:: What the task asks ::
Skip the pictures and quote all of the lines exactly.

==== Records for the task

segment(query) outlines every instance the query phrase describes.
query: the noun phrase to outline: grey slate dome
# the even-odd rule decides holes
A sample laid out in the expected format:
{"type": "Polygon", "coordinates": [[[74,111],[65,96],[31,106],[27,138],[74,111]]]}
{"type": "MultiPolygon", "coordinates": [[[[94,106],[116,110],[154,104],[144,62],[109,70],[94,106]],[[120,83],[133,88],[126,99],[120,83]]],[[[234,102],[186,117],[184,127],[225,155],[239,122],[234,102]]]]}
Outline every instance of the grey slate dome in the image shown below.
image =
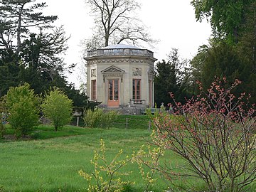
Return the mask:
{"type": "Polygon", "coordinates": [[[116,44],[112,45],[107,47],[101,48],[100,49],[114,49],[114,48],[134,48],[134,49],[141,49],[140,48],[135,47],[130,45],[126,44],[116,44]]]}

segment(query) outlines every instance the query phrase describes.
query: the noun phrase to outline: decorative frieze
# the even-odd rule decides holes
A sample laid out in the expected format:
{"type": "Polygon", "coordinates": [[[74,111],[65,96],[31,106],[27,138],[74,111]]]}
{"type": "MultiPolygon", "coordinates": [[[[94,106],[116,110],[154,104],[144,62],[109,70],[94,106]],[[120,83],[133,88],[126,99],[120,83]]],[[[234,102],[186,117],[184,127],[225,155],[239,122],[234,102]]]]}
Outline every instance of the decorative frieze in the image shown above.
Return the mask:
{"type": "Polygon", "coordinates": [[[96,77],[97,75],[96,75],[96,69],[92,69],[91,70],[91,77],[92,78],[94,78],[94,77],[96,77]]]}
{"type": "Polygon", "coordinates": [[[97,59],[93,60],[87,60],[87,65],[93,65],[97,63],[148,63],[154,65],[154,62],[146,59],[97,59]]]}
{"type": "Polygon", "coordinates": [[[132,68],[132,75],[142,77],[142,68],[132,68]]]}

========

:: Exercise response ::
segment(query) outlines every instance the query phrase describes.
query: the noun phrase to outline: grey slate dome
# the even-odd rule decides holes
A sample laid out in the expected format:
{"type": "Polygon", "coordinates": [[[74,111],[65,96],[31,106],[27,138],[74,111]]]}
{"type": "MultiPolygon", "coordinates": [[[[94,106],[116,110],[154,104],[144,62],[109,70],[94,106]],[[120,83],[133,88],[126,99],[120,83]]],[[[234,102],[186,117],[184,127],[225,155],[239,122],[234,102]]]]}
Outline every instance of the grey slate dome in the image shown below.
image =
Return the mask:
{"type": "Polygon", "coordinates": [[[116,44],[112,45],[107,47],[101,48],[100,49],[114,49],[114,48],[134,48],[134,49],[141,49],[140,48],[135,47],[130,45],[126,44],[116,44]]]}

segment(query) outlines every instance the query phrase describes.
query: the noun phrase to outline: decorative frieze
# the even-odd rule decides holes
A sample laid out in the expected format:
{"type": "Polygon", "coordinates": [[[74,111],[65,96],[31,106],[27,138],[74,111]]]}
{"type": "MultiPolygon", "coordinates": [[[[94,106],[116,110],[154,104],[144,62],[109,70],[94,106]],[[120,83],[133,88],[126,99],[120,83]]],[[[234,102],[186,117],[184,127],[225,155],[239,122],[234,102]]]]}
Outline every instance of the decorative frieze in the image shown above.
Return the mask:
{"type": "Polygon", "coordinates": [[[96,77],[97,75],[96,75],[96,69],[92,69],[91,70],[91,77],[92,78],[94,78],[94,77],[96,77]]]}
{"type": "Polygon", "coordinates": [[[97,59],[93,60],[87,60],[87,65],[93,65],[97,63],[148,63],[154,65],[154,62],[146,59],[97,59]]]}
{"type": "Polygon", "coordinates": [[[132,68],[132,75],[142,77],[142,68],[132,68]]]}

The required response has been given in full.